> GESTELLTE AUFGABE
Schreiben Sie aus dem Urteilsauszug zur Änderung von Folgebescheiden die Passage wortgetreu ab. Beginnen Sie bei den Worten „Sachverhalt“ und hören Sie nach „14. September 1977).“ auf.

> DOKUMENT

Werden die in einem Grundlagenbescheid festgestellten Besteuerungsgrundlagen in einem Folgebescheid nicht zutreffend berücksichtigt, so ist der Folgebescheid nach § 175 Abs. 1 Nr. 1 AO 1977 zu ändern.

AO 1977 § 175 Abs. 1 Nr. 1.

Vorinstanz: FG Nürnberg (EFG 1985, 427)

 

Sachverhalt

Die Klägerin und Revisionsbeklagte (Klägerin) ist Kommanditistin einer KG, deren Einkünfte beim Betriebs-FA gemäß § 180 Abs. 1 Nr. 2a der Abgabenordnung (AO 1977) einheitlich und gesondert festgestellt werden.

Im Rahmen der Feststellung der Einkünfte, die die KG im Streitjahr 1976 erzielt hatte, wies das Betriebs-FA der Klägerin einen Anteil am laufenden Gewinn in Höhe von 13.044 DM und einen Veräußerungsgewinn in Höhe von 32.676 DM zu (Bescheid vom 14. September 1977).

Bei der Veranlagung der Klägerin zur Einkommensteuer 1976 setzte das Wohnsitz-FA zwar den ihm mitgeteilten Anteil am laufenden Gewinn, nicht aber den Veräußerungsgewinn als Besteuerungsgrundlage an. Der Bescheid (vom 18. April 1978) wurde bestandskräftig.

Am 6. Dezember 1978 erließ das Betriebs-FA für das Streitjahr 1976 einen geänderten Feststellungsbescheid, mit dem es den Anteil der Klägerin am laufenden Gewinn weiterhin unverändert mit 13.044 DM, den auf die Klägerin entfallenden Veräußerungsgewinn aber nunmehr mit 28.311 DM feststellte.

Aufgrund dieser Mitteilung änderte das Wohnsitz-FA den Einkommensteuerbescheid 1976 "gemäß § 175 Nr. 1 AO"; es setzte nunmehr als Einkünfte aus Gewerbebetrieb den gesamten Betrag von (13.044 DM + 28.311 DM =) 41.355 DM an; auf den im Gesamtbetrag enthaltenen Veräußerungsgewinn wendete es gemäß § 34 Abs. 2 des Einkommensteuergesetzes (EStG) einem ermäßigten Steuersatz an (Bescheid vom 9. Januar 1979).

> AUFGEFÜHRTE EINTRÄGE

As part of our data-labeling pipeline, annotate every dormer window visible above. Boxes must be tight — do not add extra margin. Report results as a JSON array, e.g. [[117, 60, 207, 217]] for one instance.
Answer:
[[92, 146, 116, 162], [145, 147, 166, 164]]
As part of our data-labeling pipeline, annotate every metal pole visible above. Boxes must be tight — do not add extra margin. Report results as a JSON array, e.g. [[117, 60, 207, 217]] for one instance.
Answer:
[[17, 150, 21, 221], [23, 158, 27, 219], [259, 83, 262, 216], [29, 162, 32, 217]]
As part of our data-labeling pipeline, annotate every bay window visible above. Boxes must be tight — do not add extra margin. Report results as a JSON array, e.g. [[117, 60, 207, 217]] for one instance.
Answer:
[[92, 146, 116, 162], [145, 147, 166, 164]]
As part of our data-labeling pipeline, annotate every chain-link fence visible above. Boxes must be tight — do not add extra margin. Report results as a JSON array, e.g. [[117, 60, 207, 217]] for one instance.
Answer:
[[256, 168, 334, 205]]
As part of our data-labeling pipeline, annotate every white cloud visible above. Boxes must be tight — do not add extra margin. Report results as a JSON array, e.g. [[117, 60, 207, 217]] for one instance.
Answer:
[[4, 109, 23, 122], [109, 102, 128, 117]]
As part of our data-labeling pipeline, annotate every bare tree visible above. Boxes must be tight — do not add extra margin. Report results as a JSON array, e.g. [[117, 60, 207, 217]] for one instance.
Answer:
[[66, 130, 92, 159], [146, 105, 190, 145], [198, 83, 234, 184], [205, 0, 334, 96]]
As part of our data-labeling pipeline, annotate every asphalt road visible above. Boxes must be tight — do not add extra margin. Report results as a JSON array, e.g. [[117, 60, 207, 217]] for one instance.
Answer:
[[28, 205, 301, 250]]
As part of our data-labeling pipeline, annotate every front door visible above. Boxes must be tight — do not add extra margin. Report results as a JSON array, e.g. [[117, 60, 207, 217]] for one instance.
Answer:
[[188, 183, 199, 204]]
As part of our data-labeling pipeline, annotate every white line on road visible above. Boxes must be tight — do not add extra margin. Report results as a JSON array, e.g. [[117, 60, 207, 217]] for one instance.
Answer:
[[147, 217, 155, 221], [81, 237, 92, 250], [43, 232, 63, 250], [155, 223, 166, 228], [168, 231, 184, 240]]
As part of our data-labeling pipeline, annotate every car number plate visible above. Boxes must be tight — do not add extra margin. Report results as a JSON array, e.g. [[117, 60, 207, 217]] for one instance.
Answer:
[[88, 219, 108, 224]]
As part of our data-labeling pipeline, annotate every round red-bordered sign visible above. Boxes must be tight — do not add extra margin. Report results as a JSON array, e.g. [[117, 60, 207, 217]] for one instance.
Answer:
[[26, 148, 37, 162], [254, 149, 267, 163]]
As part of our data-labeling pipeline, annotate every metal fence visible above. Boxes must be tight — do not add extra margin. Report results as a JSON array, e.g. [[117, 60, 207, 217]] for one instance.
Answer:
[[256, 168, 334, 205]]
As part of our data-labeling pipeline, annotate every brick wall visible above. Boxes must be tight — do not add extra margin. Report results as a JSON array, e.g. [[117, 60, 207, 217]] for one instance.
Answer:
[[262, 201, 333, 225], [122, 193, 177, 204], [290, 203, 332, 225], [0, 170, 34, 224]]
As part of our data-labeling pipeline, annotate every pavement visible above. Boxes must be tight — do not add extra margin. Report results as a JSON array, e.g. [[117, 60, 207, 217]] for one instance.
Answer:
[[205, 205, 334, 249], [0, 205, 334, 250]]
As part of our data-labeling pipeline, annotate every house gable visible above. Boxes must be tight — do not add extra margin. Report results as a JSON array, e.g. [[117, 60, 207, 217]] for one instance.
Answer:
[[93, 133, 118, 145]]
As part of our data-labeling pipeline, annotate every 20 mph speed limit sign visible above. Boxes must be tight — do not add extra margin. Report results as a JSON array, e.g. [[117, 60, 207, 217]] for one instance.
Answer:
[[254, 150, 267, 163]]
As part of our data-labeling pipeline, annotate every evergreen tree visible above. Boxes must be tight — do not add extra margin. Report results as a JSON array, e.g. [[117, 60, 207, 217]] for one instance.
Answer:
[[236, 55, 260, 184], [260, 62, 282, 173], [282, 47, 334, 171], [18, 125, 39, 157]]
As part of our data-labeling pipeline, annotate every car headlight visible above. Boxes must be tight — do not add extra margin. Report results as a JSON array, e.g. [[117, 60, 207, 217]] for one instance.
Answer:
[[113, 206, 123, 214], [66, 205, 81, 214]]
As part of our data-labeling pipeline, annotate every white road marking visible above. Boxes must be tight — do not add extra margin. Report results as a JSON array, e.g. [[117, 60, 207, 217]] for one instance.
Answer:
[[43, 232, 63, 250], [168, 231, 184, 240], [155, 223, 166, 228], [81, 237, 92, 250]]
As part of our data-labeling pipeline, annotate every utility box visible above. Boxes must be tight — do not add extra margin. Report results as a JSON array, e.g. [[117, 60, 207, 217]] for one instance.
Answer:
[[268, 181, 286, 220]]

> ERWARTETE AUSGABE
Sachverhalt

Die Klägerin und Revisionsbeklagte (Klägerin) ist Kommanditistin einer KG, deren Einkünfte beim Betriebs-FA gemäß § 180 Abs. 1 Nr. 2a der Abgabenordnung (AO 1977) einheitlich und gesondert festgestellt werden.

Im Rahmen der Feststellung der Einkünfte, die die KG im Streitjahr 1976 erzielt hatte, wies das Betriebs-FA der Klägerin einen Anteil am laufenden Gewinn in Höhe von 13.044 DM und einen Veräußerungsgewinn in Höhe von 32.676 DM zu (Bescheid vom 14. September 1977).